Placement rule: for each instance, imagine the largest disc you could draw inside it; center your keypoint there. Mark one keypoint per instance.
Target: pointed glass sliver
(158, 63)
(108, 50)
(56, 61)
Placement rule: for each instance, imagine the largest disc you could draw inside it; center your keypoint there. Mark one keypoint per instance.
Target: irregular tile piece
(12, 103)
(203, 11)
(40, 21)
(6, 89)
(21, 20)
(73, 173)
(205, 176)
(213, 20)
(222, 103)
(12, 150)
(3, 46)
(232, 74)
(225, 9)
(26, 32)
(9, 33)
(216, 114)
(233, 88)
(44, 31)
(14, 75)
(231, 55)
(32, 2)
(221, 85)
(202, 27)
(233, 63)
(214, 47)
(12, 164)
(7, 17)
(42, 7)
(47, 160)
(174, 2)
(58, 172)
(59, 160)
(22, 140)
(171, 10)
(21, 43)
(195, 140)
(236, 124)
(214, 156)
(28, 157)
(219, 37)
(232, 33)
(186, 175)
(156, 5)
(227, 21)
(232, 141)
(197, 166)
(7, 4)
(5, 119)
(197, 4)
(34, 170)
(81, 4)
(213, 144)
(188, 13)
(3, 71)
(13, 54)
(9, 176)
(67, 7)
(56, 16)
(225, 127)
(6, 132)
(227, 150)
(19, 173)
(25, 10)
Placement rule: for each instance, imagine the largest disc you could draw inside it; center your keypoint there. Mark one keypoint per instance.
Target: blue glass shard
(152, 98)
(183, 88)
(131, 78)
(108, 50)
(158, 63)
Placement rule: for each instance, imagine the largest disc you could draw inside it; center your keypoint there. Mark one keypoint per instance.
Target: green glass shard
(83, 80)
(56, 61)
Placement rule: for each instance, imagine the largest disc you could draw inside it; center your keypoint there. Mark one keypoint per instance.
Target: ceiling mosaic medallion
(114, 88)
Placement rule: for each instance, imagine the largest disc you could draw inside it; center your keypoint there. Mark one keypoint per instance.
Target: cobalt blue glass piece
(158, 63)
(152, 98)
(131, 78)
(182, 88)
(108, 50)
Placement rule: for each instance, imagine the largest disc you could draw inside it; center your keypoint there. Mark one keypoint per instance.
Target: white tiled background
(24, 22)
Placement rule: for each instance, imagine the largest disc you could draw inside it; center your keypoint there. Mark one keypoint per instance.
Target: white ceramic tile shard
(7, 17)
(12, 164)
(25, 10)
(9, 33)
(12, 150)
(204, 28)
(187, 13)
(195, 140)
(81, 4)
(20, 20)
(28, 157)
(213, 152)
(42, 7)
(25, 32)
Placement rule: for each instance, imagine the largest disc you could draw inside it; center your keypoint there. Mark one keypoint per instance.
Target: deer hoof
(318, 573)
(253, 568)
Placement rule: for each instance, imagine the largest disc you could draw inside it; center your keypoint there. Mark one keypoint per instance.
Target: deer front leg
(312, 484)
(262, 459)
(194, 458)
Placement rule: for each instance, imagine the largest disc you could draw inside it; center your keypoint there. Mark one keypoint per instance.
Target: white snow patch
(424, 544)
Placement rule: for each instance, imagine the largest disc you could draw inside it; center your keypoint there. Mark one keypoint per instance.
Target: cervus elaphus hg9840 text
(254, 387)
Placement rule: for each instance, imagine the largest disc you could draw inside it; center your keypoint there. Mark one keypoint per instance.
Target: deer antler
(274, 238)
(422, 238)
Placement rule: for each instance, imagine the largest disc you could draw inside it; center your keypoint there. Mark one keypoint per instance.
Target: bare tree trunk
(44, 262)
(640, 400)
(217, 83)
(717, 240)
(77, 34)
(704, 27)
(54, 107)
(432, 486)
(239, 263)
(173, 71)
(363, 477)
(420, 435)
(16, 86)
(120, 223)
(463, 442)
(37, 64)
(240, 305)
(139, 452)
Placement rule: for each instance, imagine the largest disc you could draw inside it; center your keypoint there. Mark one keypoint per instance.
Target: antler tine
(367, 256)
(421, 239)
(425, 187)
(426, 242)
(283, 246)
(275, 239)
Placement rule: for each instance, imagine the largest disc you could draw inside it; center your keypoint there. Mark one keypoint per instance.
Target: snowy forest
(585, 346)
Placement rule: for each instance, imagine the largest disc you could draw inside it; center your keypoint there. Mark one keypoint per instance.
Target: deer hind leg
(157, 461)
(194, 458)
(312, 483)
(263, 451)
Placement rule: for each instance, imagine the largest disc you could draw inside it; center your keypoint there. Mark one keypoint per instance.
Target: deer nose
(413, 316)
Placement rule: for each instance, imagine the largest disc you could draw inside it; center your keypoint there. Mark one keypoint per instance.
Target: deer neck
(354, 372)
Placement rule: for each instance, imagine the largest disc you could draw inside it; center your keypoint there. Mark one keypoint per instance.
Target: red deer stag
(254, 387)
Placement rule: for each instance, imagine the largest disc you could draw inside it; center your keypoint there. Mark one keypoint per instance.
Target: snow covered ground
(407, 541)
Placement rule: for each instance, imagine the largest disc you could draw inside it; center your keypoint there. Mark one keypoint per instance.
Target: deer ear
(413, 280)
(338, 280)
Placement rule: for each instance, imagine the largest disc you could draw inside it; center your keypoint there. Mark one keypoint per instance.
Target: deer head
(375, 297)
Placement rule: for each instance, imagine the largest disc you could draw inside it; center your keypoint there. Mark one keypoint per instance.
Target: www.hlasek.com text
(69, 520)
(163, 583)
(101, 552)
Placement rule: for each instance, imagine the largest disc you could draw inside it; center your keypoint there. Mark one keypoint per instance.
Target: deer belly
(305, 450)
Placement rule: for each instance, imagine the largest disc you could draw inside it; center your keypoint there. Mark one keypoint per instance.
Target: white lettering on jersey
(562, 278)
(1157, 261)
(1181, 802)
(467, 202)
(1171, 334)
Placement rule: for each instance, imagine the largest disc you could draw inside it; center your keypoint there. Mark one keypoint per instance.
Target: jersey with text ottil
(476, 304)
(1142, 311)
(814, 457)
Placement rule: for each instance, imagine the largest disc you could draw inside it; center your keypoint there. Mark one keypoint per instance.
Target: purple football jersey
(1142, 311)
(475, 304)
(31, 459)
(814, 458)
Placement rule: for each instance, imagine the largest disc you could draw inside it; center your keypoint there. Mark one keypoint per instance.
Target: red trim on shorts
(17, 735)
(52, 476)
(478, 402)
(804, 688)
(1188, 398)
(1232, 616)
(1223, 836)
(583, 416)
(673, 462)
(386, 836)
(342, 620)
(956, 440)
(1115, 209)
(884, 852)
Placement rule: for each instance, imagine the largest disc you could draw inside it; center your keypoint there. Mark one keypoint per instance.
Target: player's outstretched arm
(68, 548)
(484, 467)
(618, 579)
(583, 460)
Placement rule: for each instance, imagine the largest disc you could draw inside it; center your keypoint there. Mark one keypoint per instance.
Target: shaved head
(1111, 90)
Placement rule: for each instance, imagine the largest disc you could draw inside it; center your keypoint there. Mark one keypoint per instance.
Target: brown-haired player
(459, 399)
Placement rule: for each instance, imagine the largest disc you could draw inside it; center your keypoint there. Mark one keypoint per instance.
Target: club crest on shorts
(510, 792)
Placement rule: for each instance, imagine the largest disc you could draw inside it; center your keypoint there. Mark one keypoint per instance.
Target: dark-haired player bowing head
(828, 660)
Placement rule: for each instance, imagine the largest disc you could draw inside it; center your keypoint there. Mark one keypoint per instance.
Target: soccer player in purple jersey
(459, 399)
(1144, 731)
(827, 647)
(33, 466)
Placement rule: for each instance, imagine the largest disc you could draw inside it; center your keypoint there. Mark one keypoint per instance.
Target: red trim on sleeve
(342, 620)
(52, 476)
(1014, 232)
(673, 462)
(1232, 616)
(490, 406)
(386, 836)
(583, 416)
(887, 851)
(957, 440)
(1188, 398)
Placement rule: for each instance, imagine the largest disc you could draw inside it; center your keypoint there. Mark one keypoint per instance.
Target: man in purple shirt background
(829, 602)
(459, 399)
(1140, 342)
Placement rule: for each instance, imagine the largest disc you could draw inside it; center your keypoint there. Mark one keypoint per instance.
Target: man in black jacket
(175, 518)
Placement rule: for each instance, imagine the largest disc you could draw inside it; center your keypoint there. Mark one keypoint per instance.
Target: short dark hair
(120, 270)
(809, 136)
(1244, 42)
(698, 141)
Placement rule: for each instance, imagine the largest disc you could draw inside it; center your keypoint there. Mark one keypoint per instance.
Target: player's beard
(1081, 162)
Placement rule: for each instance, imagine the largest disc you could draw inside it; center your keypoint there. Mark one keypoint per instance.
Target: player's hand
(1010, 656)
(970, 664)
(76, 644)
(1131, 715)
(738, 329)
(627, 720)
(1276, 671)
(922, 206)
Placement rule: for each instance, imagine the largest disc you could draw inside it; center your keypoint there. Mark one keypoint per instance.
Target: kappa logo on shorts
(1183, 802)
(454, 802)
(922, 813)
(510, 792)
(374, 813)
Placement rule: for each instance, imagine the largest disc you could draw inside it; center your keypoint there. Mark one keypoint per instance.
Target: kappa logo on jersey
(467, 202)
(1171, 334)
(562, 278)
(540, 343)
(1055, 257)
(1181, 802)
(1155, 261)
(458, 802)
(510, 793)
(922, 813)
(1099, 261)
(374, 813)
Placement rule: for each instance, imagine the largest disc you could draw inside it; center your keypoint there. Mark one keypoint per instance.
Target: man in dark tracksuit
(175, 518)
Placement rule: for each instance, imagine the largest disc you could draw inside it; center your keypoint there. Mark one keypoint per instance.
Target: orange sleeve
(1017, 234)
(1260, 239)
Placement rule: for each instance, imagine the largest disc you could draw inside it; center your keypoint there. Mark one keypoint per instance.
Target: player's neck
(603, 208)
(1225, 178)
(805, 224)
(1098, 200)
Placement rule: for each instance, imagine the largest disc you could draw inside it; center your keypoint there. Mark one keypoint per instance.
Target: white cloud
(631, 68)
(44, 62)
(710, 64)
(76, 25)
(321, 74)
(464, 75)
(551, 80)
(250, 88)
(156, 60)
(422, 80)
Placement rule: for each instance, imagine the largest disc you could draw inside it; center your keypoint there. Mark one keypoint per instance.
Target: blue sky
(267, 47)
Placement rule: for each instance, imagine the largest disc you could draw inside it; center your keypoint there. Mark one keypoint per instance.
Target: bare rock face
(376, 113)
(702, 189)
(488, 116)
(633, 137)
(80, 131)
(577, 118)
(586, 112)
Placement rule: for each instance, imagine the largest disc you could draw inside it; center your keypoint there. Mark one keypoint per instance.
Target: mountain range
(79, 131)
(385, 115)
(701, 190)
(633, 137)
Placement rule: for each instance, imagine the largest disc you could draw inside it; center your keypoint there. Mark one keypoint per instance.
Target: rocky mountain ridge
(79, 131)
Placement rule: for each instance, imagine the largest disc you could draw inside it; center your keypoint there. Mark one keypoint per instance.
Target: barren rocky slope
※
Challenge — Gather every line of the records above that contains the word "bare", with case counting.

The answer —
Target: bare tree trunk
Target: bare rock face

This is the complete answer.